Show every line of the entries below that contains the string "building".

Object pointing dataset entries
>> begin
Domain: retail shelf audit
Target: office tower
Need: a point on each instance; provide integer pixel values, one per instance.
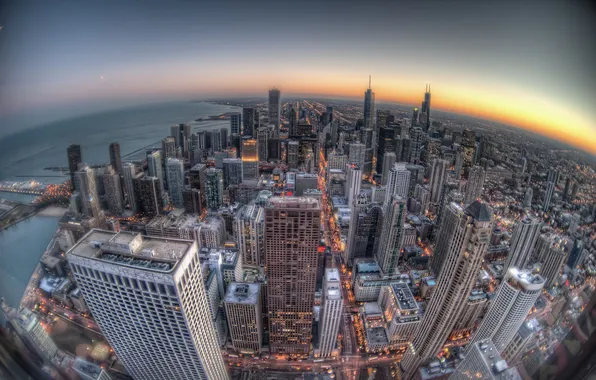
(73, 154)
(331, 312)
(292, 154)
(156, 301)
(275, 110)
(175, 177)
(250, 160)
(462, 242)
(392, 235)
(475, 184)
(115, 157)
(551, 253)
(508, 310)
(548, 195)
(150, 196)
(232, 171)
(482, 362)
(214, 188)
(357, 154)
(522, 243)
(263, 147)
(129, 172)
(249, 234)
(353, 181)
(438, 176)
(389, 160)
(245, 319)
(113, 189)
(235, 122)
(578, 254)
(528, 197)
(369, 107)
(291, 239)
(248, 121)
(168, 147)
(398, 183)
(155, 167)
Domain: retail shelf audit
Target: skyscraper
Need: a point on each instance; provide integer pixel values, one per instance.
(475, 184)
(115, 157)
(140, 301)
(291, 240)
(438, 176)
(464, 245)
(235, 122)
(175, 177)
(523, 241)
(245, 319)
(392, 236)
(508, 310)
(331, 312)
(369, 107)
(214, 188)
(73, 153)
(250, 160)
(275, 110)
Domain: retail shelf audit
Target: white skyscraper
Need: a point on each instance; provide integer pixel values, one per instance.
(149, 299)
(523, 241)
(398, 183)
(392, 236)
(508, 310)
(475, 184)
(175, 177)
(331, 312)
(438, 176)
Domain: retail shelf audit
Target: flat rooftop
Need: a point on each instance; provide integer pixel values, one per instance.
(131, 249)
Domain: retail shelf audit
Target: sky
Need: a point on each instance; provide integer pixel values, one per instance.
(525, 63)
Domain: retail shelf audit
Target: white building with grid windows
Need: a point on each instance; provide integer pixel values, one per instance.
(149, 299)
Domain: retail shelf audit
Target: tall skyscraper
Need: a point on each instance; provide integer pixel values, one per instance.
(508, 310)
(248, 121)
(331, 312)
(275, 110)
(398, 183)
(146, 301)
(214, 188)
(522, 243)
(250, 160)
(235, 122)
(74, 156)
(475, 184)
(369, 107)
(245, 319)
(113, 189)
(115, 157)
(175, 177)
(390, 246)
(482, 362)
(464, 245)
(438, 176)
(291, 240)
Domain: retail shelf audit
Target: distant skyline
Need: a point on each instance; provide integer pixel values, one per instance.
(524, 64)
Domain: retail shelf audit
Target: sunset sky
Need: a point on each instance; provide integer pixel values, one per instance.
(527, 63)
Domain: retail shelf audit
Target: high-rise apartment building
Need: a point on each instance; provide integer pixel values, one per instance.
(291, 239)
(475, 184)
(465, 245)
(522, 243)
(149, 292)
(175, 177)
(508, 310)
(331, 313)
(245, 319)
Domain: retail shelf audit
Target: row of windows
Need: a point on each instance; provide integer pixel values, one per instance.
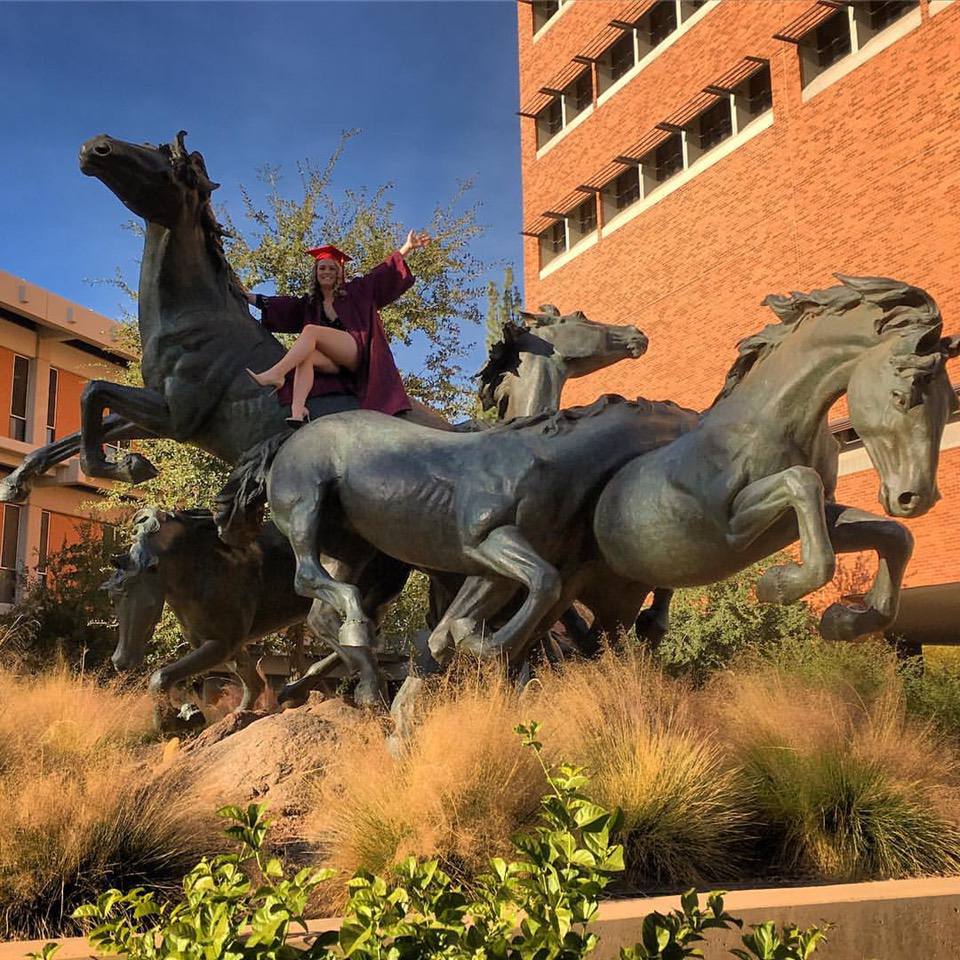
(840, 35)
(682, 148)
(636, 42)
(10, 546)
(17, 428)
(847, 31)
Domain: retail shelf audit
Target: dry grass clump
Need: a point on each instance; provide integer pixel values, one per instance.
(635, 731)
(462, 786)
(80, 811)
(848, 788)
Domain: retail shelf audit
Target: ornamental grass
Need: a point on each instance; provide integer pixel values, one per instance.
(80, 812)
(844, 788)
(635, 730)
(459, 790)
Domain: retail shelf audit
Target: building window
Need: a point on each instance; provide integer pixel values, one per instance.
(18, 398)
(565, 234)
(714, 125)
(576, 97)
(544, 11)
(43, 547)
(660, 22)
(9, 546)
(621, 192)
(846, 32)
(667, 159)
(617, 60)
(52, 405)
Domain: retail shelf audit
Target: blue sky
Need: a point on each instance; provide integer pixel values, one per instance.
(432, 86)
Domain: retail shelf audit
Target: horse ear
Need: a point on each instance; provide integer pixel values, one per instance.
(199, 168)
(950, 346)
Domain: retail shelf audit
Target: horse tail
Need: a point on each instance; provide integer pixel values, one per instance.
(238, 507)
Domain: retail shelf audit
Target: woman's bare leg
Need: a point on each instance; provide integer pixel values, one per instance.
(303, 381)
(337, 345)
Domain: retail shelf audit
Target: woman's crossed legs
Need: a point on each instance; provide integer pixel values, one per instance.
(317, 348)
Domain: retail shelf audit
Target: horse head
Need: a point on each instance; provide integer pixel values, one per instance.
(137, 589)
(900, 399)
(159, 184)
(582, 345)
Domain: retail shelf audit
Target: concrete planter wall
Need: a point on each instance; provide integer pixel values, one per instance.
(889, 920)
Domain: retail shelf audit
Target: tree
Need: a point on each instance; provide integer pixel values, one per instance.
(711, 626)
(503, 304)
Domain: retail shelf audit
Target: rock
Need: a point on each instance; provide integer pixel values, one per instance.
(263, 758)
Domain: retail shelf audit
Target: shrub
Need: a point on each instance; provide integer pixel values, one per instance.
(80, 812)
(712, 626)
(846, 788)
(633, 728)
(458, 791)
(540, 907)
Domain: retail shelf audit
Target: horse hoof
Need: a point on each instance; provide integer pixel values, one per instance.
(290, 697)
(134, 468)
(11, 491)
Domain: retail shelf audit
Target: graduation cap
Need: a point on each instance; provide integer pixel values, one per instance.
(329, 252)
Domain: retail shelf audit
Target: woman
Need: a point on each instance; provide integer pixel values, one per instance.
(341, 334)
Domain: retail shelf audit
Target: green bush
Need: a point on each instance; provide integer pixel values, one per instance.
(537, 908)
(712, 626)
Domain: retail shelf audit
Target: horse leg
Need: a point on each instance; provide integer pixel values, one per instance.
(302, 523)
(506, 552)
(477, 599)
(760, 505)
(652, 624)
(852, 530)
(16, 487)
(206, 656)
(146, 409)
(251, 682)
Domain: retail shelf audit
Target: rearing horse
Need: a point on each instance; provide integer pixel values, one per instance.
(760, 468)
(196, 330)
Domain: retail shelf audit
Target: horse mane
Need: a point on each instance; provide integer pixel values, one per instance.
(191, 169)
(504, 355)
(238, 507)
(558, 423)
(142, 554)
(905, 307)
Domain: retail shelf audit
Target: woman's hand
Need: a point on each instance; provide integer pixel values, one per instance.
(414, 241)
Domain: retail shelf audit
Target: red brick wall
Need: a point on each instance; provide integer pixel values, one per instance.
(861, 179)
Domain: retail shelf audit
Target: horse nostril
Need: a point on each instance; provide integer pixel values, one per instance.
(908, 499)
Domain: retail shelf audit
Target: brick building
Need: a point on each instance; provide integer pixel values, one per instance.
(49, 347)
(681, 159)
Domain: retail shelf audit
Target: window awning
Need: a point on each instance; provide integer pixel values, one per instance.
(795, 31)
(628, 13)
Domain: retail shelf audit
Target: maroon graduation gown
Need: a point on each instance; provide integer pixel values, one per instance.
(376, 381)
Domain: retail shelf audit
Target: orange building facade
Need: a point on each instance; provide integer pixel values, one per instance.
(49, 348)
(683, 159)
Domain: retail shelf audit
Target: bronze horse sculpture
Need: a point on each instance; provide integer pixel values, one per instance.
(224, 597)
(527, 369)
(756, 472)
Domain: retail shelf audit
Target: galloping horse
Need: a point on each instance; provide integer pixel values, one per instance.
(759, 471)
(527, 369)
(509, 508)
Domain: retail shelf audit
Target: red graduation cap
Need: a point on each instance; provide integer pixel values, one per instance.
(329, 252)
>> end
▸ **Correct answer**
Target: white building with grid windows
Target: high-rise apartment building
Target: building window
Target: brick building
Target: orange building facade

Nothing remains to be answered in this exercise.